■ 입력 데이터
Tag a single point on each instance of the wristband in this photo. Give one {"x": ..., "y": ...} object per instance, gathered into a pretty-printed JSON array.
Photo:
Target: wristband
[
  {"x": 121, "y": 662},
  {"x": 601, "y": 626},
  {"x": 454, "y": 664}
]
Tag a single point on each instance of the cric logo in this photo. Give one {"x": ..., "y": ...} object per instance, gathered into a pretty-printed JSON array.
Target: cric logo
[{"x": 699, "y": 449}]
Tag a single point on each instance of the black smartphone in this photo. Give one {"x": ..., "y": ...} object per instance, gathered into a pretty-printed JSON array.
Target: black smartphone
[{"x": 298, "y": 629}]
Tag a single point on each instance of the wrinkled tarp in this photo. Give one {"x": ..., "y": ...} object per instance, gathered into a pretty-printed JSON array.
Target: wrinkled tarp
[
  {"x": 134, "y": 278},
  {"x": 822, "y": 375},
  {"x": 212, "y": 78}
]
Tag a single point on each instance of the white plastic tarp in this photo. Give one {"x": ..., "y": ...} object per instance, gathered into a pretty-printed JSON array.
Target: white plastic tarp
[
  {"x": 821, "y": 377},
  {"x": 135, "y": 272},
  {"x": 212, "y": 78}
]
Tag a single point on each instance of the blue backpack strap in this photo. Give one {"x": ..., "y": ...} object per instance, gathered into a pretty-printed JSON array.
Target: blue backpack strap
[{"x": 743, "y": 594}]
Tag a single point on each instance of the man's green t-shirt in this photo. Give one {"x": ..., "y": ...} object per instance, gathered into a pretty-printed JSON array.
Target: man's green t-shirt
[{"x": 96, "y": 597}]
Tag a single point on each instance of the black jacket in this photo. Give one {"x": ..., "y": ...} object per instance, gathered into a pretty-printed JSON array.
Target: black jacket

■ 할 일
위 데이터에서 "Tag a single point on each instance of the blue"이 들어 있는 줄부터 데이터의 마지막 줄까지, 양 끝 줄을 포함해 모든 줄을 그대로 다시 써 주세요. 이때 좌표 값만 1.25배로 조정하고 정수로 반올림하되 0.5는 올립니다.

■ 결과
Tag a single point on each instance of the blue backpack strap in this photo. Give one {"x": ..., "y": ...} object per instance, gathered into a pretty-printed JSON array.
Target: blue backpack strap
[{"x": 929, "y": 743}]
Tag a single point on each instance of the man's green t-shirt in this photo. Give one {"x": ..., "y": ...} object per instance, gathered into a pretty-printed JSON array.
Target: man's green t-shirt
[{"x": 120, "y": 746}]
Tag a single point on each instance of the black jacket in this photo. Give one {"x": ..., "y": ...} object per instance, gathered into a pretty-printed JSON array.
Target: black jacket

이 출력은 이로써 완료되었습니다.